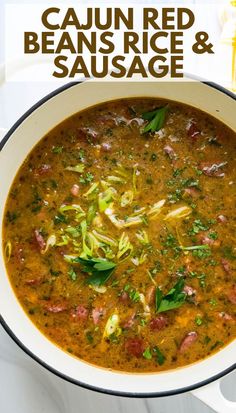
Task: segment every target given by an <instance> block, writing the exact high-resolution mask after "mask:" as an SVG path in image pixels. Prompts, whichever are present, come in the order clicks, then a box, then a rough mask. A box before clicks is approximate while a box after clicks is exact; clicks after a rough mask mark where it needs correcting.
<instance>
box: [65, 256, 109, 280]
mask: <svg viewBox="0 0 236 413" xmlns="http://www.w3.org/2000/svg"><path fill="white" fill-rule="evenodd" d="M73 262H74V263H79V264H81V267H82V271H83V272H87V273H88V274H90V276H89V277H88V278H87V279H86V284H91V285H96V286H101V285H103V284H105V283H106V281H107V280H108V279H109V278H110V276H111V275H112V273H113V271H114V270H115V267H116V264H115V263H114V262H112V261H108V260H105V259H102V258H88V259H85V258H80V257H76V258H74V260H73Z"/></svg>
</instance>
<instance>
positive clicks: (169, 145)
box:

══════════

> Prompt
Change "instance" to "object" wherever it occurs in the records above, keeping everything else the same. Leave the pictures out of your answer.

> Solved problem
Task: segment every target given by an <object> block, writing the exact high-resolution mask after "mask:" as an SVG path in image pixels. Prompts, whichever are present, come in the order clicks, then a box, then a rough mask. A box before clicks is approximate while a box after clicks is exact; clicks after a rough mask mark where it needs correcting.
<object>
box: [65, 256, 109, 280]
mask: <svg viewBox="0 0 236 413" xmlns="http://www.w3.org/2000/svg"><path fill="white" fill-rule="evenodd" d="M73 262H74V263H79V264H81V267H82V271H83V272H87V273H88V274H90V276H89V277H88V278H87V279H86V284H91V285H96V286H101V285H103V284H105V283H106V281H107V280H108V279H109V278H110V276H111V275H112V273H113V271H114V270H115V267H116V264H115V263H114V262H112V261H108V260H105V259H102V258H88V259H85V258H80V257H76V258H74V260H73Z"/></svg>
</object>
<object>
positive clicks: (169, 145)
box:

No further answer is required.